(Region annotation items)
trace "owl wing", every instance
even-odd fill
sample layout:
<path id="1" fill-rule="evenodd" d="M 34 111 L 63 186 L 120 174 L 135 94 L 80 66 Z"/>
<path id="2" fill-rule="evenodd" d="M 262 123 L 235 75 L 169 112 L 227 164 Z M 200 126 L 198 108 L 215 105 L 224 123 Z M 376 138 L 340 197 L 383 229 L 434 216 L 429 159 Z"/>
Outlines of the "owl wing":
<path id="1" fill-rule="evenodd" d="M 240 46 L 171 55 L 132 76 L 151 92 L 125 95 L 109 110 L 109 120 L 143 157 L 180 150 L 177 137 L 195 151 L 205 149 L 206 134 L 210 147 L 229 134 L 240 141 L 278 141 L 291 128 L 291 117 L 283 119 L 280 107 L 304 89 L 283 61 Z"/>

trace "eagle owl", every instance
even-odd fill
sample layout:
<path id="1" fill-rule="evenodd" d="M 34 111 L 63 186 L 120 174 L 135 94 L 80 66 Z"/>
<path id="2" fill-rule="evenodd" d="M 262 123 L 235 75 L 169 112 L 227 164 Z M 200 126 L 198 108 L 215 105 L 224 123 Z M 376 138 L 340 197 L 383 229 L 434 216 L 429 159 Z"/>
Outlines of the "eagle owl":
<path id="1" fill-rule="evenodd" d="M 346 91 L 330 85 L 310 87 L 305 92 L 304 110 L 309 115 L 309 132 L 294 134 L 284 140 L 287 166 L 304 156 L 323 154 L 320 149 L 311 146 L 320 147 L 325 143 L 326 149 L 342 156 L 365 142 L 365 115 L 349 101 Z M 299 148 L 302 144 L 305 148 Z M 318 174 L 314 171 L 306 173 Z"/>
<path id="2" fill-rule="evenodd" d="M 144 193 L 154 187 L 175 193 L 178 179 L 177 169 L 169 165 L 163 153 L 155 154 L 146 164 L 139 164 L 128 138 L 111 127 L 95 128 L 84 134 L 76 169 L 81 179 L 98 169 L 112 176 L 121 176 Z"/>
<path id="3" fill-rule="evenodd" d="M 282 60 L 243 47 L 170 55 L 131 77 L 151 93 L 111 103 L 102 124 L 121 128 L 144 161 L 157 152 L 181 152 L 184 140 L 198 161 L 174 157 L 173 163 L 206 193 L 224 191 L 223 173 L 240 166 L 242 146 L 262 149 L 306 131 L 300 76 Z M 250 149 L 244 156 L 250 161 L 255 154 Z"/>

■ **Stated exercise**
Please scale the records from their start through the line holding "240 46 L 171", inclusive, and copy every line in that span, requests included. Multiply each number in the answer outlines (the coordinates and the id) by 0.9 and round to whole numbers with halves going up, leaving the requests and their sample layouts unchanged.

■ **Written solution**
trace "owl wing", every instance
even-odd fill
sample layout:
<path id="1" fill-rule="evenodd" d="M 34 111 L 63 186 L 120 174 L 135 94 L 80 66 Z"/>
<path id="2" fill-rule="evenodd" d="M 262 123 L 235 75 L 169 112 L 227 164 Z M 200 126 L 198 108 L 215 105 L 224 123 Z M 376 138 L 340 197 L 383 229 L 434 216 L 429 159 Z"/>
Outlines of the "owl wing":
<path id="1" fill-rule="evenodd" d="M 216 41 L 154 50 L 119 68 L 136 83 L 113 86 L 98 99 L 98 108 L 129 141 L 162 135 L 159 123 L 176 136 L 185 134 L 185 121 L 189 132 L 206 121 L 216 127 L 250 127 L 262 115 L 262 105 L 255 107 L 252 96 L 274 80 L 255 55 Z"/>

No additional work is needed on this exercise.